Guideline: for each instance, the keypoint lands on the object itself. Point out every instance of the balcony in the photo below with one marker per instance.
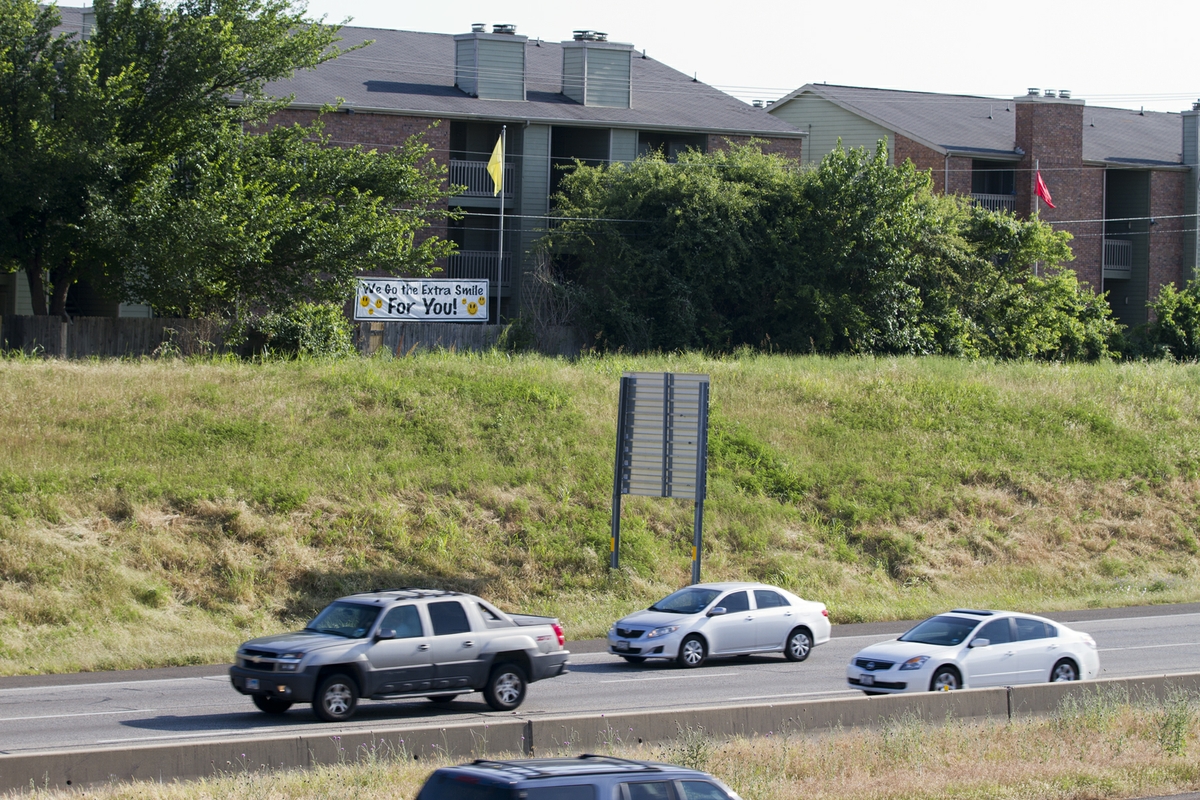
(995, 202)
(479, 265)
(473, 174)
(1117, 258)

- _WHAT YOU NEED TO DO_: Copy out every entry above verbatim. Leave each picture out.

- _YOUR SOLUTION_:
Guideline: for each instance, the keypoint lands on the object itself. Point out every instance of the balcony in the photo below with one marker per instance.
(995, 202)
(479, 265)
(473, 174)
(1117, 258)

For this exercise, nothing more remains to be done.